***** QUOTED PASSAGE *****
Opinion: George Atrash DiData

Apr 17, 2009 2:00 PM
Tags: opinion | george | atrash | didata

Atrash is the general manager for Connectivity at DiData.

He tells CRN what customers were asking you for five years ago is very different to what they ask for today and how virtualisation has played a bit part in that.

'In the past five years, we have seen a dramatic shift in the composition of traffic on our enterprise networks - not just in terms of volume, but also the types of packets flowing and the ways in which it is being accessed. 

At Dimension Data, we see four key drivers in the market for organisations seeking network optimisation solutions.

Prioritisation of different traffic types is one.

The convergence of voice, video and data, and the trend towards centralisation and consolidation of data centres and applications, is forcing organisations to distinguish between different traffic types and behaviours.

Voice and video traffic require quality of service to be functional, and there are business applications where performance is critical.
***** MATERIAL SUPPLIED *****
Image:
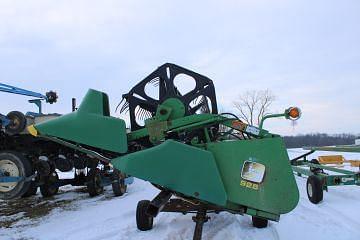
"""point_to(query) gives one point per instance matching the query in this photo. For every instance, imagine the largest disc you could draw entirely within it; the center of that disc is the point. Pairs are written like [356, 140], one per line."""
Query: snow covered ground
[73, 215]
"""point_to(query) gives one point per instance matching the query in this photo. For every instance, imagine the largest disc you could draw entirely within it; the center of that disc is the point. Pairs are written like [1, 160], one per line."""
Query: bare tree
[254, 105]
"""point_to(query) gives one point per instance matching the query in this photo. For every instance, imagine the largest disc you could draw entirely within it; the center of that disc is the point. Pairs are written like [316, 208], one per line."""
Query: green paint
[179, 167]
[277, 194]
[90, 125]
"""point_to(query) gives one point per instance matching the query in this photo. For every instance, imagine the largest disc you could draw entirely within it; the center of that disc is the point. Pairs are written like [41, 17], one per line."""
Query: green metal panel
[90, 125]
[277, 194]
[179, 167]
[340, 148]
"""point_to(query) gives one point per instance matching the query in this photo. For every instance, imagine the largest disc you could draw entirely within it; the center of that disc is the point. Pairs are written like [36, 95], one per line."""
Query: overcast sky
[306, 52]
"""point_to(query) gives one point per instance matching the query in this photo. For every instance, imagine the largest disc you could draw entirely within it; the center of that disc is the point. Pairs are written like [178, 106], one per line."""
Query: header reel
[161, 87]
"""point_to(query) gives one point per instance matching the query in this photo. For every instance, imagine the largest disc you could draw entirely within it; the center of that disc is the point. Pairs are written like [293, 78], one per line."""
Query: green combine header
[200, 160]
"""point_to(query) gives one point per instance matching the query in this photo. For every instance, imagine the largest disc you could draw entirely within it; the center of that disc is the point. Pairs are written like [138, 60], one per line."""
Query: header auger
[201, 161]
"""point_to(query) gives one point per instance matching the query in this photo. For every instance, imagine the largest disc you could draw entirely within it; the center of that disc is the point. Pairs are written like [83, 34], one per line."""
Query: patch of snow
[113, 218]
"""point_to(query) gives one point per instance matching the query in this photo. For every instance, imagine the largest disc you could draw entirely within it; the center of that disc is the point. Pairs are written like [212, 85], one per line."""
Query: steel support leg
[199, 219]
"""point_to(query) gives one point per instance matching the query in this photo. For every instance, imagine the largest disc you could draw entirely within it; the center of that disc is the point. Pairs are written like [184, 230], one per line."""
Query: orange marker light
[294, 113]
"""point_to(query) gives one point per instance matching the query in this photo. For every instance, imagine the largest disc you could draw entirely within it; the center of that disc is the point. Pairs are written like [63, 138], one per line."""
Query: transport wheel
[144, 222]
[314, 189]
[13, 164]
[50, 187]
[17, 122]
[94, 182]
[118, 185]
[259, 222]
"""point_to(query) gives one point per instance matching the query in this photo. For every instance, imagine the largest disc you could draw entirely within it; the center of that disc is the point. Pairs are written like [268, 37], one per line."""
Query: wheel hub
[9, 169]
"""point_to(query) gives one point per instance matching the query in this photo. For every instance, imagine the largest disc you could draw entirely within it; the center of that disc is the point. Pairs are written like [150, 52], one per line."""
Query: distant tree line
[319, 139]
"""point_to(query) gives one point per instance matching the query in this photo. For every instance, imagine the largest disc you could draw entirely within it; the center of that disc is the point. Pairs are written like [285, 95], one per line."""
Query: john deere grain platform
[200, 160]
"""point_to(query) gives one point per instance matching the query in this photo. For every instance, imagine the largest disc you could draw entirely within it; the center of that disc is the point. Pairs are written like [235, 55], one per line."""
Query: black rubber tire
[25, 170]
[144, 222]
[118, 185]
[314, 189]
[259, 222]
[17, 122]
[94, 183]
[32, 190]
[50, 188]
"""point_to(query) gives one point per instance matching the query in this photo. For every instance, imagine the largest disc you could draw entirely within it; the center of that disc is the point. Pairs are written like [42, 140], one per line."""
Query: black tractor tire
[17, 123]
[32, 190]
[314, 189]
[25, 170]
[144, 222]
[50, 187]
[118, 185]
[259, 222]
[94, 182]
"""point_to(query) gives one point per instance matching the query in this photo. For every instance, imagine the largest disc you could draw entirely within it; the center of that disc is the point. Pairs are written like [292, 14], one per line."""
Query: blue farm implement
[27, 163]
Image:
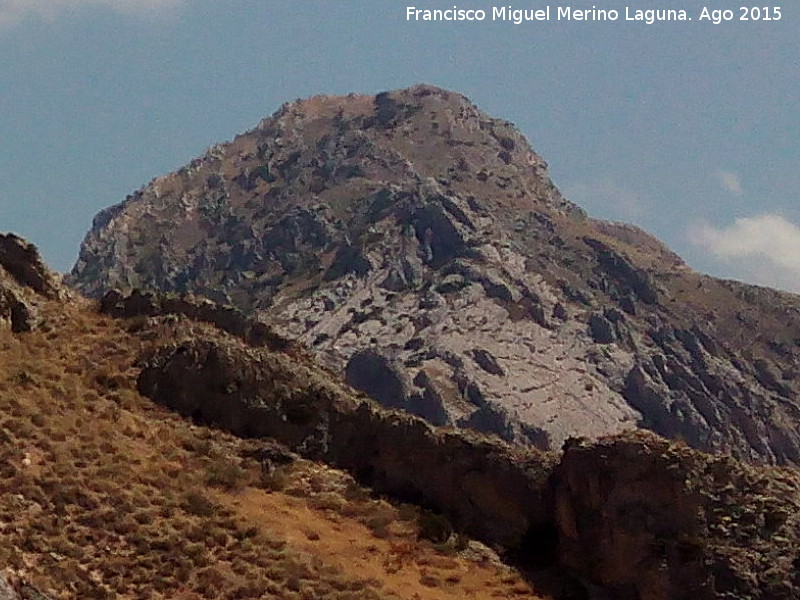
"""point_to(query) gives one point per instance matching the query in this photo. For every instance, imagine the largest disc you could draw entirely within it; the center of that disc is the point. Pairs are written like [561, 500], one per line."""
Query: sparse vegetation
[96, 479]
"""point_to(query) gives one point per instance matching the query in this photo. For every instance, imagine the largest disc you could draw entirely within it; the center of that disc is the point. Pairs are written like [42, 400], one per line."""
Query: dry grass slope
[105, 495]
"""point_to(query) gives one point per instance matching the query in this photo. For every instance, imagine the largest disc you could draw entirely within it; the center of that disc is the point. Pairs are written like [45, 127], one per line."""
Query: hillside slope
[106, 494]
[103, 494]
[418, 247]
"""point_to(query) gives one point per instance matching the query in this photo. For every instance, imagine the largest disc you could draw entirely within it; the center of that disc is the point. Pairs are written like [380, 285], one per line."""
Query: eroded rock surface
[24, 282]
[414, 229]
[641, 517]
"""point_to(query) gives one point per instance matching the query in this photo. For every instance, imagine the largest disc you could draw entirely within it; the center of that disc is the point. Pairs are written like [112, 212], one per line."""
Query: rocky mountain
[418, 247]
[256, 489]
[104, 494]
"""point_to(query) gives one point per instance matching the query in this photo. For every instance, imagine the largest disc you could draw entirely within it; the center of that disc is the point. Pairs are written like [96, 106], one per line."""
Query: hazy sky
[687, 129]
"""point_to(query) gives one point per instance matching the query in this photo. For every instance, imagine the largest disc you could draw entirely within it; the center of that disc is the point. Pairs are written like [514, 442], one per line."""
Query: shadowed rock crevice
[635, 514]
[361, 223]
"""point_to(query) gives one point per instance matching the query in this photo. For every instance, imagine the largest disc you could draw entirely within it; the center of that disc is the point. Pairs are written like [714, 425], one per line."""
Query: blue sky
[689, 130]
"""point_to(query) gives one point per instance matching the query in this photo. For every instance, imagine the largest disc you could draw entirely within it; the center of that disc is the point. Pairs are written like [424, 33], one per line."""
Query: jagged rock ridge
[418, 246]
*****
> [WHAT TO WORK ON]:
1. In the opinion piece, list the kinds of traffic whose convergence the text says is making organizations tell traffic types apart.
2. According to the opinion piece, what position does Atrash hold?
3. Translate this sentence from the opinion piece into Spanish: "Prioritisation of different traffic types is one."
Nothing here depends on the records.

> [TASK-BY-TASK SOLUTIONS]:
1. Voice, video, data

2. He is the general manager for Connectivity at DiData.

3. La priorización de los distintos tipos de tráfico es uno de ellos.